* **Description of the task**
The response should contain every entry, reproduced exactly.

[Point localization data]
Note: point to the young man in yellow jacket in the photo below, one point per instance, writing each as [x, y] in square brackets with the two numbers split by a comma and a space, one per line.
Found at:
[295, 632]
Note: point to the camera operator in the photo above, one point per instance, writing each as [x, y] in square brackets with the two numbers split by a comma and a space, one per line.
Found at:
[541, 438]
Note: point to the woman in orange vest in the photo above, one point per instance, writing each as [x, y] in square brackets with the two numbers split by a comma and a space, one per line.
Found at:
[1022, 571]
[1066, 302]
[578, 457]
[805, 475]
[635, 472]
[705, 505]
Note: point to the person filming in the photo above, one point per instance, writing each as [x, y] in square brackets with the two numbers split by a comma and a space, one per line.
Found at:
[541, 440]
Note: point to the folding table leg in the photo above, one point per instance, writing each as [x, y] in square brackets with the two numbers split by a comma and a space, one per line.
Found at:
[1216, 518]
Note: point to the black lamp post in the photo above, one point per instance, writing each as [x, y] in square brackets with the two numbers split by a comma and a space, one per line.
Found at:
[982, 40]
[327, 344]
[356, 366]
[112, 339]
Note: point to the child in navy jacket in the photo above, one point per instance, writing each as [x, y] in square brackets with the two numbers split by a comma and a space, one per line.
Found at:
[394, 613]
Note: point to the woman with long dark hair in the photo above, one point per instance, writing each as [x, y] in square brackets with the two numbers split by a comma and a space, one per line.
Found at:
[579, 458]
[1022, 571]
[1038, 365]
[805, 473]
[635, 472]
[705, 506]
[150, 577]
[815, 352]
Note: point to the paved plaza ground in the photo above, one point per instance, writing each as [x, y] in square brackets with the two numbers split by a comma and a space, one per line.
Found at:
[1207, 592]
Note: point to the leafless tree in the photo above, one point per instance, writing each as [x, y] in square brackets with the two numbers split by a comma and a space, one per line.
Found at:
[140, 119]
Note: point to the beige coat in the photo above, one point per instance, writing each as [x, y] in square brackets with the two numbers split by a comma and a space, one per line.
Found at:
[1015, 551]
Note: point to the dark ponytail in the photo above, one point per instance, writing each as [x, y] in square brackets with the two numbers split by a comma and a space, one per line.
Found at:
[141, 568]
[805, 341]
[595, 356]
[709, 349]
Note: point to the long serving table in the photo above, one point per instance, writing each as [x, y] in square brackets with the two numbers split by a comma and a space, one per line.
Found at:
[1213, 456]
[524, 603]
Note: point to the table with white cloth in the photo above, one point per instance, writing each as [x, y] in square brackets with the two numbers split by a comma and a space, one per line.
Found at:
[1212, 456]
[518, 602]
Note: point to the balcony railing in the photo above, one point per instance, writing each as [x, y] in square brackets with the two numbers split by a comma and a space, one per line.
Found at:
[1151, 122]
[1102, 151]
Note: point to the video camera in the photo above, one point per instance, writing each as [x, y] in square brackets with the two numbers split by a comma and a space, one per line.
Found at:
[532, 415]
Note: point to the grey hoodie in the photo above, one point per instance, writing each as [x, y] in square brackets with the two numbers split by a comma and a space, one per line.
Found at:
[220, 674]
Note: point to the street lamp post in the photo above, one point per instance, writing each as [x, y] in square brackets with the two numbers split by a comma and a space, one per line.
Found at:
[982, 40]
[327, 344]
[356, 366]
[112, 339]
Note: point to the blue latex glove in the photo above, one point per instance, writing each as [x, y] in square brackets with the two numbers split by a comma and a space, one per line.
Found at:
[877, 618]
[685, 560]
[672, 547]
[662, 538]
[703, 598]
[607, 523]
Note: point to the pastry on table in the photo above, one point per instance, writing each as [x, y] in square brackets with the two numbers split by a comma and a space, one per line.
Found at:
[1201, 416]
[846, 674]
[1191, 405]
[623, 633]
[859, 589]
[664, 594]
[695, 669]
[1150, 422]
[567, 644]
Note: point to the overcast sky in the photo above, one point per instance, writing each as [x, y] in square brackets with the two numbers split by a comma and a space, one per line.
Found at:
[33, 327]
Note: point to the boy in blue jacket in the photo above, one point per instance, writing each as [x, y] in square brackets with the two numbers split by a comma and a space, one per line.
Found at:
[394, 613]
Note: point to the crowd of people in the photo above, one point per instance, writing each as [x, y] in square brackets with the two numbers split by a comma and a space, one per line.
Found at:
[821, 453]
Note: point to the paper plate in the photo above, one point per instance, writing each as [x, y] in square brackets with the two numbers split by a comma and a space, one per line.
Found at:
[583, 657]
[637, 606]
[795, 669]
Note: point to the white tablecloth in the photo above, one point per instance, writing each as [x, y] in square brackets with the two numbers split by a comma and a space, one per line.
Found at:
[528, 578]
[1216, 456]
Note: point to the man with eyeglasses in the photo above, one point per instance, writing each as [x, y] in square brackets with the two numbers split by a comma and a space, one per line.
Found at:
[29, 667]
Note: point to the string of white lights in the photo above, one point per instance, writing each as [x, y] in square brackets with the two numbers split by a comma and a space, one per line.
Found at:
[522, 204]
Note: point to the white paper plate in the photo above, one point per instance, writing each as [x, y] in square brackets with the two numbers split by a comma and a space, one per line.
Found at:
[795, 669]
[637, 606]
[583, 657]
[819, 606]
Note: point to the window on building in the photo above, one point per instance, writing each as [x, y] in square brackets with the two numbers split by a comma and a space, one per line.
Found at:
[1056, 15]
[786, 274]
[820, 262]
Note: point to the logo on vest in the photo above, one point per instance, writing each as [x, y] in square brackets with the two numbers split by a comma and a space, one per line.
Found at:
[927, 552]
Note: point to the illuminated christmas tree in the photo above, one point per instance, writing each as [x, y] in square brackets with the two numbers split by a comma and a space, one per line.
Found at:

* **Solution to this exercise**
Note: point to the young man in yellow jacket in the photo below, one point per instance, writing each as [x, y] in square brackets with the two numbers split by a comma and a space, one per line.
Found at:
[295, 632]
Note: point to the camera operator in the photo above, one point per instance, writing each as [x, y] in square brackets with the two numbers split by a comma and a space, one per line.
Found at:
[541, 438]
Note: point to the woman in orange vest in the photo above, one point per instance, writing each as [x, y] in square brackets with the two numbers split by a comma and a space, one per line.
Found at:
[1022, 571]
[1066, 302]
[578, 457]
[805, 475]
[635, 472]
[705, 505]
Note: point to the person filming in the photo above, one point per instance, writing each as [x, y] in square brackets with the two numbers split by a comma and a space, one per line.
Found at:
[541, 440]
Note: point to the folding table leg in the photo above, one point per instance, writing each as [x, y] in square brackets with the two numbers split by a comma and a space, one per line.
Found at:
[1216, 518]
Note: point to the black lamp post in the photo above, one point per instance, writing each as [x, y] in square brackets with the two numbers split by a comma and a space, one per line.
Found at:
[982, 40]
[327, 344]
[356, 366]
[112, 339]
Note: point to the child in navy jacket in the photo above, one point per instance, writing each as [x, y] in square brackets with the two numbers split by a comma and a space, one per line.
Found at:
[394, 613]
Note: point to the woman with long dark hair in the photo above, one point per instance, writing each as [x, y] in square brackets with the two numbers split by a comma and a space, one per line.
Found at:
[579, 458]
[1022, 571]
[1038, 365]
[805, 473]
[635, 472]
[705, 506]
[150, 577]
[815, 352]
Note: point to the paved plaza ground in the photo above, one point per instance, writing each as [x, y] in square brackets with the two numbers split by a comma and a space, one per line.
Found at:
[1207, 592]
Note: point to the leafless tree in the photo above, one point per instance, writing each as [x, y] in square brackets with the two numbers split by a comma and a space, one per line.
Found at:
[140, 119]
Note: point to the beige coat in the photo above, one point per instance, writing each as [x, y] in square brackets with the two numbers split by a comma and a space, one per line.
Found at:
[1015, 551]
Note: point to the dark ponytail in the photo above, one point per instance, writing each as [x, y] in square brackets with the two numbers split by a comma and a space, one per line.
Found at:
[141, 568]
[805, 341]
[595, 356]
[709, 349]
Note: point to the long serving table in the photo above, one point per instance, writing each as [x, y] in square brackets with the two numbers split by a comma and a space, one per line.
Found at:
[1213, 456]
[524, 603]
Note: point to the table with white cloth in the photo above, one point per instance, writing each as [x, y] in square brackets with the two numbers split by a comma and a space, one per line.
Found at:
[1212, 456]
[518, 602]
Note: point to the balcony railing in the photo above, one point per instance, writing each as [x, y] in square brackets with the two numbers split by a comma and a space, one per line.
Found at:
[1151, 122]
[1102, 151]
Note: point to the video camera in the photo above, one point per instance, writing each as [x, y] in square brackets with the two numbers split by a comma and a space, one per line.
Found at:
[532, 415]
Note: point to the grey hoodie in the photo above, one point per instance, writing each as [x, y] in square brackets with the two numbers split by a comma and a space, one per line.
Found at:
[220, 674]
Note: point to the street lamp post in the photo above, one point per instance, writing each as [x, y] in square brackets with the two numbers split by a comma and a space, one per line.
Found at:
[982, 40]
[327, 344]
[356, 366]
[112, 339]
Note: point to the blue latex glove in the photo above, one point per instance, writing each as [x, y] in square brackets with the two numbers split by a comma and a space, one per line.
Found at:
[877, 618]
[685, 560]
[672, 547]
[662, 538]
[703, 598]
[607, 523]
Note: point to the pastry on table in the photo above, one point per instance, writing each as [x, y] in square brackets with the two numbers split by a comma and a space, one per line.
Found at:
[1201, 416]
[846, 674]
[1191, 405]
[623, 633]
[859, 589]
[664, 594]
[695, 669]
[1150, 422]
[567, 644]
Note: point to the overcast sky in the photo above, one point per instance, writing each as [x, y] in square brackets with the two numbers split by a comma and a space, one per line.
Found at:
[33, 327]
Note: point to the boy in blue jacket in the photo above, one point per instance, writing each as [x, y] in square brackets with the two numbers split by a comma and a space, one per line.
Found at:
[394, 613]
Note: point to the crowd of people in the photo above, one point per instance, writing each as [x, y] in square brackets with the two numbers split by a comma and a space, one per line.
Found at:
[821, 453]
Note: point to the paper plate in the photo above, one point per instance, writing each as [x, y] in square brackets with the two numbers split by a comma and a space, one per line.
Found at:
[583, 657]
[637, 606]
[795, 669]
Note: point to the white tablecloth in the photo above, one point per instance, writing each as [x, y] in square brackets with the two numbers split by a comma and a space, one per line.
Found at:
[528, 578]
[1216, 456]
Note: point to the man with eyeglasses in the photo above, one point per instance, writing each as [x, y] in square brackets with the two numbers split by a comma and a space, one per line.
Found at:
[29, 667]
Note: point to the string of white lights in the photo above, one point per instance, writing each as [x, y] in square brackets with the two numbers split by a comma and a space, one per line.
Found at:
[522, 204]
Note: point to the white paper plate in the photo above, one point per instance, writing each as [x, y] in square brackets with the two numbers split by a comma and a space, one per line.
Found at:
[795, 669]
[637, 606]
[583, 657]
[819, 606]
Note: point to the window on building in the photo above, one point per instance, writing each as [x, y] in square brackets with the two numbers split by a comma and a space, one per line.
Found at:
[1056, 15]
[786, 274]
[820, 262]
Note: point to the logo on vest in the photo above, one point per instance, writing each as [x, y] in square brackets with the two numbers split by a comma and a space, one per line.
Found at:
[927, 552]
Note: point to the illuminated christmas tree in the photo above, one point per instance, writing each as [x, y] in square brackets with the two numbers split by a comma and a space, one per line.
Found at:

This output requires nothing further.